=== What is needed ===
Begin at the line with "Phrase: white catamaran boat" and return each line through the final one of the listing below, exactly as written.

=== Material for this task ===

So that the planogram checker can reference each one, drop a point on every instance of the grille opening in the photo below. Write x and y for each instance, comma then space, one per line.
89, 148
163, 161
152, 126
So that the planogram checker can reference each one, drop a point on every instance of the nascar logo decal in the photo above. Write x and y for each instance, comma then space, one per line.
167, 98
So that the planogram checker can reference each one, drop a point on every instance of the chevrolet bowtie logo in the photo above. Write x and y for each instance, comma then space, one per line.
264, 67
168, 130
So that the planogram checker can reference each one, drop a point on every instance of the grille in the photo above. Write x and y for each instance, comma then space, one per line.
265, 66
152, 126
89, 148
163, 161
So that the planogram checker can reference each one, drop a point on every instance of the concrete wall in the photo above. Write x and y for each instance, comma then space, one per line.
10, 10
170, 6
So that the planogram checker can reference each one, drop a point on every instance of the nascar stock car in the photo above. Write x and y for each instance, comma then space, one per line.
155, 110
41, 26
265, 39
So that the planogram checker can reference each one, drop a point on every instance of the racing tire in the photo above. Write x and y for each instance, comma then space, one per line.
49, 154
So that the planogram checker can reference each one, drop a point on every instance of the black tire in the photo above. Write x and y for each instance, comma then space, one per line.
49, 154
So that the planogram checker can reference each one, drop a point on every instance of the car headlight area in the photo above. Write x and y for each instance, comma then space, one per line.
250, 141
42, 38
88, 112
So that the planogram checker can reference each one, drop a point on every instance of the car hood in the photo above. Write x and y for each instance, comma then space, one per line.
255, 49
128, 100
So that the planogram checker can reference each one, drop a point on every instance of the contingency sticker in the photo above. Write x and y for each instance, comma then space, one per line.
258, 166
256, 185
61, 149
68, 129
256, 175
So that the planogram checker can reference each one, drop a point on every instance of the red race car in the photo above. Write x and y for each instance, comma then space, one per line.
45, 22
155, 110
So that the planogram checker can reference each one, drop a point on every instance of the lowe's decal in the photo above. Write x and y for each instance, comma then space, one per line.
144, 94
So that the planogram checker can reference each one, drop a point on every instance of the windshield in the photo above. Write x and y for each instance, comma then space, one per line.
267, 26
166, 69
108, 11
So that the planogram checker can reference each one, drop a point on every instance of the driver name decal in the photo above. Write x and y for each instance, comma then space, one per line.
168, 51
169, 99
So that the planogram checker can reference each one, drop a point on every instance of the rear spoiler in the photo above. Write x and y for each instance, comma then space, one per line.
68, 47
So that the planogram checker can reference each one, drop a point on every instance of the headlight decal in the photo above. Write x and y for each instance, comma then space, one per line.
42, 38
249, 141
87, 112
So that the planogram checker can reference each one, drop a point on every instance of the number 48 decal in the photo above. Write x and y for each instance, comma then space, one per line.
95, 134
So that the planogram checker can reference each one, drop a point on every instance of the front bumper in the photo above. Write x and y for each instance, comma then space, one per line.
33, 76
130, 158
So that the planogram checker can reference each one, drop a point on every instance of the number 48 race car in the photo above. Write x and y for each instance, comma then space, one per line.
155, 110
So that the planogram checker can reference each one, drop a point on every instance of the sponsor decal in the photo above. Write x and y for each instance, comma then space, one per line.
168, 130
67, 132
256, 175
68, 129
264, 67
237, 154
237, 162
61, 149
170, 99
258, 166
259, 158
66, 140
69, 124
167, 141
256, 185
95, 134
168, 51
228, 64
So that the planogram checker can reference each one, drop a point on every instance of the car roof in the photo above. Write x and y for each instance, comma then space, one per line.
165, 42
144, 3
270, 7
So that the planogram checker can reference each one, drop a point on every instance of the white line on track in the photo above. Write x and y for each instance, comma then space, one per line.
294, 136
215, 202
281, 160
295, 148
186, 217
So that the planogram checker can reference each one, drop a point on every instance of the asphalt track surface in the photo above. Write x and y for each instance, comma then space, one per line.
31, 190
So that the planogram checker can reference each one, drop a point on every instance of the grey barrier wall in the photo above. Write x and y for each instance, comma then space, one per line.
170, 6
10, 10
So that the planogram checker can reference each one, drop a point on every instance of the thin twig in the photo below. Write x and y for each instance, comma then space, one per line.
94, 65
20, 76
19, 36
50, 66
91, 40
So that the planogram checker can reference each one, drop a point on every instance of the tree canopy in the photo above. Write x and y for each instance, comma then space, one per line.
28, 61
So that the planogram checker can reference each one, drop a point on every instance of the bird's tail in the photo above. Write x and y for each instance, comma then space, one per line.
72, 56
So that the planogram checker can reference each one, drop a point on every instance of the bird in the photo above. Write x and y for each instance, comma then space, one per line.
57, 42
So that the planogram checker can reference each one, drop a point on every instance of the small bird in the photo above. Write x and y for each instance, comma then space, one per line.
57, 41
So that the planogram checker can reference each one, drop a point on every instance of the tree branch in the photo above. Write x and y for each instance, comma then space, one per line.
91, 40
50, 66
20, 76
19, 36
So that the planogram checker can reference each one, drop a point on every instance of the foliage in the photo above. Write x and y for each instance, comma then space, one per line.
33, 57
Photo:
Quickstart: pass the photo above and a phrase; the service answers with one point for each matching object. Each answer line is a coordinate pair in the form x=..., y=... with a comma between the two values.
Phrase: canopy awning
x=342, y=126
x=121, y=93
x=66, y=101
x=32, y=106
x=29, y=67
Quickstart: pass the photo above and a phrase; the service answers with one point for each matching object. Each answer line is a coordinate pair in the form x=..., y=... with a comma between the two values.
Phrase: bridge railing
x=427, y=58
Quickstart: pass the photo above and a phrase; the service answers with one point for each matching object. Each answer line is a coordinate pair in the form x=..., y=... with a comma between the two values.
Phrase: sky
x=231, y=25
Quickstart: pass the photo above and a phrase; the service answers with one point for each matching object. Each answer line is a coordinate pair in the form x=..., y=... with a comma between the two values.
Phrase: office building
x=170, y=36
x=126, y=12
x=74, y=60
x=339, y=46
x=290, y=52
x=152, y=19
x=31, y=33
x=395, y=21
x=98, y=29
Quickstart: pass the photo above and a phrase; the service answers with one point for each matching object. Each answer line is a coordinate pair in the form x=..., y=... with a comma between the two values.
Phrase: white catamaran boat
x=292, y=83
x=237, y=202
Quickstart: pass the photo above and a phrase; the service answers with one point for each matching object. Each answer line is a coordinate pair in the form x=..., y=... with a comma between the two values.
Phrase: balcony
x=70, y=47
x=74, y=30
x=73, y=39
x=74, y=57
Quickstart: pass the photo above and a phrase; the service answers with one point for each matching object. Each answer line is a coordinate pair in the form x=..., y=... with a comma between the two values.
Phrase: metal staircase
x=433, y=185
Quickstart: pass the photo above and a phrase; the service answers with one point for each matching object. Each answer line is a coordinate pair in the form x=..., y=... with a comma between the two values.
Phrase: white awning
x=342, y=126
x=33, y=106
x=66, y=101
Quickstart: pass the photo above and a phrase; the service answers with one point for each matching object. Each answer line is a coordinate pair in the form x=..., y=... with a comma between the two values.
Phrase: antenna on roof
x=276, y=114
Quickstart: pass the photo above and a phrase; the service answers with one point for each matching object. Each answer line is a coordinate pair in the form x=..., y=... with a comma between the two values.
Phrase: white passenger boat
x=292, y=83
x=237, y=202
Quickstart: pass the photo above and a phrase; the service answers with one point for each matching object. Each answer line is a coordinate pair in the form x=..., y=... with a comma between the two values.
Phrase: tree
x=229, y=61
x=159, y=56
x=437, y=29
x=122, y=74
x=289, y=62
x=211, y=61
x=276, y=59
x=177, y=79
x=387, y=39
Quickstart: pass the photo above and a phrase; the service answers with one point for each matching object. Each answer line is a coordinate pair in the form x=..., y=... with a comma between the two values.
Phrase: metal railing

=== Answer area ===
Phrase: white catamaran boat
x=292, y=83
x=237, y=202
Quickstart: pass the photo above and a phrase; the service answers with one point for each matching object. Each answer line is a coordinate pair in the form x=..., y=... with a comma between the two values.
Phrase: balcony
x=70, y=47
x=74, y=30
x=73, y=39
x=74, y=57
Quickstart: pass the photo above and a phrase; the service answers with one point for each matching object. Each answer line is a coordinate pair in the form x=..., y=... with a comma between the two values.
Phrase: metal staircase
x=433, y=185
Quickstart: pass the photo above and a phrase; the service answers with one point for each matching object. Each answer line is a coordinate pair in the form x=..., y=... with a comma between the two values.
Phrase: white awning
x=342, y=126
x=33, y=106
x=66, y=101
Quickstart: pass the photo above and a phrase; the service answers with one point for each matching object. Each answer line is a coordinate pair in the form x=..., y=... with a comma between the two values.
Phrase: antenna on roof
x=276, y=114
Quickstart: pass the photo above and a phrase; the service answers with one point for each matching object. Each answer line is a coordinate pair in the form x=..., y=... with a comma between the two values.
Phrase: white passenger boat
x=292, y=83
x=237, y=202
Quickstart: pass the photo above and a phrase; the service answers with one point for each matching object. Each answer line is a coordinate pair in the form x=..., y=... with a comma between the two values.
Phrase: tree
x=229, y=61
x=159, y=56
x=437, y=29
x=122, y=74
x=289, y=62
x=211, y=61
x=276, y=59
x=177, y=79
x=387, y=39
Quickstart: pass the photo above and a phrase; the service answers with one point for each matching object. Each answer line is a coordinate pair in the form x=..., y=... with a comma between the two values.
Phrase: metal railing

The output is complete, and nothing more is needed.